> _EXCERPT PROVIDED_
* * * *
Menno Simons on ... infant baptism

In regard to infant baptism we hold and confess, first, that it is a self-begotten rite and human righteousness; for in all the New Testament there is not a word said or commanded about baptizing infants, by Christ nor by the apostles.

Secondly, that it is a breaking and tearing to pieces of the ordinance of Christ; for he has commanded that the gospel should be preached and that those should be baptized who believe, Matt. 28:19; Mark 16:15. But here they baptize without divine command, without the preaching of the word, without knowledge, faith, repentance, new life, and without all consciousness and knowledge, yet it is called by the learned a holy, glorious work and a christian baptism and sacrament.

Thirdly, that it is a vain consolation and boasting of all the unrighteous; for, although they do not understand the word of God, do not know the truth and lead a licentious, carnal life, yet they boast themselves to be baptized christians.
* * * *
> _GIVEN INFORMATION_
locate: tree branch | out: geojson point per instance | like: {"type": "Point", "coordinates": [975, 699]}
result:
* * * *
> _YOUR INSTRUCTIONS_
Write out the passage on infant baptism word for word, everything from "Secondly, that it" down to "be baptized christians.". The material that comes after the text was drawn from a separate source.

> _ANSWER FOR THIS EXERCISE_
Secondly, that it is a breaking and tearing to pieces of the ordinance of Christ; for he has commanded that the gospel should be preached and that those should be baptized who believe, Matt. 28:19; Mark 16:15. But here they baptize without divine command, without the preaching of the word, without knowledge, faith, repentance, new life, and without all consciousness and knowledge, yet it is called by the learned a holy, glorious work and a christian baptism and sacrament.

Thirdly, that it is a vain consolation and boasting of all the unrighteous; for, although they do not understand the word of God, do not know the truth and lead a licentious, carnal life, yet they boast themselves to be baptized christians.